Please output only the lines that run from the line containing "Can you see the wet" through the end of the material below, exactly.

★ ★ ★ ★

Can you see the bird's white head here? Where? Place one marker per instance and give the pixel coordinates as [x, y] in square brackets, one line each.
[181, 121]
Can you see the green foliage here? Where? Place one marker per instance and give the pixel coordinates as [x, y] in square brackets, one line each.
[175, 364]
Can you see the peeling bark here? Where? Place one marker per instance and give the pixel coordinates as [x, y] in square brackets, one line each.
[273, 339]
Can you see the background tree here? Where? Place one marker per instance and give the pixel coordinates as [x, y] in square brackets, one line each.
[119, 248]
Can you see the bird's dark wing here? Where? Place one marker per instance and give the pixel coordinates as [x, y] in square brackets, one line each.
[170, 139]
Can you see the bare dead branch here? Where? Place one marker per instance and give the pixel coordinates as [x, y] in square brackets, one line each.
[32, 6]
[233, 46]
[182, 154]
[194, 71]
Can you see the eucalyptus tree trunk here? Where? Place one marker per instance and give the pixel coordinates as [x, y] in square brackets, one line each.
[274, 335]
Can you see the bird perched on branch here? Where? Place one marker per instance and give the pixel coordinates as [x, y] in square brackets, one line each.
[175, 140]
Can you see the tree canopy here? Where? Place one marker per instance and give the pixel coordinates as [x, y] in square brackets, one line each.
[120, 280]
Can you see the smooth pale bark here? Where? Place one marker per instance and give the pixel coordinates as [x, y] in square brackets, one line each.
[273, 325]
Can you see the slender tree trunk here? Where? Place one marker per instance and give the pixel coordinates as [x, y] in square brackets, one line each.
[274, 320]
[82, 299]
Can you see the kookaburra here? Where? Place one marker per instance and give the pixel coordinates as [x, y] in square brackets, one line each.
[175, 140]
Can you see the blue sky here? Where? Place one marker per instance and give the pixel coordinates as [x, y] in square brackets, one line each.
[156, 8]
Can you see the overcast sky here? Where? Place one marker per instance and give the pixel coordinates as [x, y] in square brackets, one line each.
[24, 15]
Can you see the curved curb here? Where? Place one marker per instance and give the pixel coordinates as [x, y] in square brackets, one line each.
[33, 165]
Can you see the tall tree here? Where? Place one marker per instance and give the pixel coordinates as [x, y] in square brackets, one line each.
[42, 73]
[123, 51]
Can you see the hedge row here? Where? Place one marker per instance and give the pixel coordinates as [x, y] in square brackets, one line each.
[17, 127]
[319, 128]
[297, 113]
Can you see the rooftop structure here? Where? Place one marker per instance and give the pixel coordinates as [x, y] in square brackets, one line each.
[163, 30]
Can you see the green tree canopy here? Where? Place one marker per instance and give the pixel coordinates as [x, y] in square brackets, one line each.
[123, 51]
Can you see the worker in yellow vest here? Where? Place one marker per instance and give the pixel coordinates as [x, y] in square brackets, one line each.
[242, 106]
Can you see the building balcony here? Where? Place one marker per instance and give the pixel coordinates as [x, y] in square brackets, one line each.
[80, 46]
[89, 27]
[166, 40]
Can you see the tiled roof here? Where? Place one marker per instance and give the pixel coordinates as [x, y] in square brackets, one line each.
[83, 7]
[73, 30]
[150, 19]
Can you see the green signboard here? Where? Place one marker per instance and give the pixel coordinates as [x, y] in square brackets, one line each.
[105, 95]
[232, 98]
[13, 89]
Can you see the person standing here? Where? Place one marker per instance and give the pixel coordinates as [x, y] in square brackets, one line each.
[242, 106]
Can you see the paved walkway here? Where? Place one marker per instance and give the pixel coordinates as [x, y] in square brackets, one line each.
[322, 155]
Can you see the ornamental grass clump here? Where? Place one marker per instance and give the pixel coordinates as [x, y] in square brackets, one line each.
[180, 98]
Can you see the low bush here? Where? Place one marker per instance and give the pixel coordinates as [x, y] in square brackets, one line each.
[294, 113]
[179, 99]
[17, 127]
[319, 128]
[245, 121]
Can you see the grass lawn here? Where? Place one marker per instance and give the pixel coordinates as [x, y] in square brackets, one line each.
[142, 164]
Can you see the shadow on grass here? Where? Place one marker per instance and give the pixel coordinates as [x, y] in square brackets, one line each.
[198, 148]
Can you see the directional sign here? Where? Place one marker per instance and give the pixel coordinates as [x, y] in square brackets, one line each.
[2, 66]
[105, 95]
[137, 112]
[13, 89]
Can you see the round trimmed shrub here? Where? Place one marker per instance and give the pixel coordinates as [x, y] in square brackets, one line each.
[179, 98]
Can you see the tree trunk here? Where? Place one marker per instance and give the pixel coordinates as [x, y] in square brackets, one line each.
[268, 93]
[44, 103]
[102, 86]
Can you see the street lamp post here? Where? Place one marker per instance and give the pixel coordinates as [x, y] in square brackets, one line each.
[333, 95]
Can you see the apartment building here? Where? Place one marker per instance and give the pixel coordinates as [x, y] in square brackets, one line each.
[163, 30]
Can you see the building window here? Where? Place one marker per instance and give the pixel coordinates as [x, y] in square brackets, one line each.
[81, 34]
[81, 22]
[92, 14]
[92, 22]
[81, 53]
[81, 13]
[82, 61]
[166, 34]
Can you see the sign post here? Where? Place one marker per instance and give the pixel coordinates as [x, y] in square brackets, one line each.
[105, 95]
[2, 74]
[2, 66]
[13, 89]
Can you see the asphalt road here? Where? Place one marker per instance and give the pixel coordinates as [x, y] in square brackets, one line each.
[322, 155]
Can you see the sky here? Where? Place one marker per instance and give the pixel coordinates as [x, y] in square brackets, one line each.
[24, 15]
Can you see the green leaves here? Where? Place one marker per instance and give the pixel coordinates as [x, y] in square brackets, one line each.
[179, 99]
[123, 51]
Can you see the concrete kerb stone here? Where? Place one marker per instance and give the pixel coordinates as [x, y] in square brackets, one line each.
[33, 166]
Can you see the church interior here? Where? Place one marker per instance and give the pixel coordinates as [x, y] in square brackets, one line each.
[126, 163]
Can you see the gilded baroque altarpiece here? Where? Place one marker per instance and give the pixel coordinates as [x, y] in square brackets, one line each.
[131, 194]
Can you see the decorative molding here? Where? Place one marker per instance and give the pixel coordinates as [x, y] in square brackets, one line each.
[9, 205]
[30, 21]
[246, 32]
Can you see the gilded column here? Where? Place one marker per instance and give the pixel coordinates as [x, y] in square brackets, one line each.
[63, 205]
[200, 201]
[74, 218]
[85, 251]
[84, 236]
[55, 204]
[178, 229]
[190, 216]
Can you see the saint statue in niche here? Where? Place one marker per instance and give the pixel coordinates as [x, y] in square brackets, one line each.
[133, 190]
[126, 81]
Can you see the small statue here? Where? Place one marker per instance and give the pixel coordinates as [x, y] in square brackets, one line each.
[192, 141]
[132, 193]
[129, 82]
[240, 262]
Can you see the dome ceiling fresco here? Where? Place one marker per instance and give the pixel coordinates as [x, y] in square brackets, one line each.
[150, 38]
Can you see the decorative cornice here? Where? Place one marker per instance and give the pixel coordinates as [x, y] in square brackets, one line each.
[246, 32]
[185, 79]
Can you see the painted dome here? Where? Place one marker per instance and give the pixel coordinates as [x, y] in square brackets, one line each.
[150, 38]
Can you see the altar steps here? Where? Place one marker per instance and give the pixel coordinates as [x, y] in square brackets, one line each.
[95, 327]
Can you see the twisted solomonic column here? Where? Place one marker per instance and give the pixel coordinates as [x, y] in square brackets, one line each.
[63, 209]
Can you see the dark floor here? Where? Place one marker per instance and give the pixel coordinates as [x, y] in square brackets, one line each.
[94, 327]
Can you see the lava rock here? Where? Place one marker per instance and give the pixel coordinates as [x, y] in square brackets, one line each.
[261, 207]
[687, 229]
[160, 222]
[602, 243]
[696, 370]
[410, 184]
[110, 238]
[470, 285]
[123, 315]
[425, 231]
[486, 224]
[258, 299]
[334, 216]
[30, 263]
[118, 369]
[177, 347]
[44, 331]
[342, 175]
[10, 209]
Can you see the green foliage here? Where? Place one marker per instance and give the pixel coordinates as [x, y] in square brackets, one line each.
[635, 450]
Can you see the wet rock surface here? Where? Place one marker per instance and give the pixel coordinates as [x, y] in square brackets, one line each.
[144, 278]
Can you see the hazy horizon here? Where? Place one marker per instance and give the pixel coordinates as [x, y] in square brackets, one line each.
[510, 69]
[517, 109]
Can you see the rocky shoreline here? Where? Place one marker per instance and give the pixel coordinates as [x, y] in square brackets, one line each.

★ ★ ★ ★

*Response to this task*
Can you see the wet rock surface here? Where? Place one marker per instance and give the pixel coordinates as [x, y] in square brackets, one line each.
[144, 278]
Can you see the hazy horizon here? Where? Place one marker per instance and give the pixel coordinates as [x, y] in square brackets, one line each.
[510, 69]
[517, 109]
Can you see the rocky shoreline here? Where? Place one marker per instance and give the pixel coordinates as [x, y] in square brackets, one line each.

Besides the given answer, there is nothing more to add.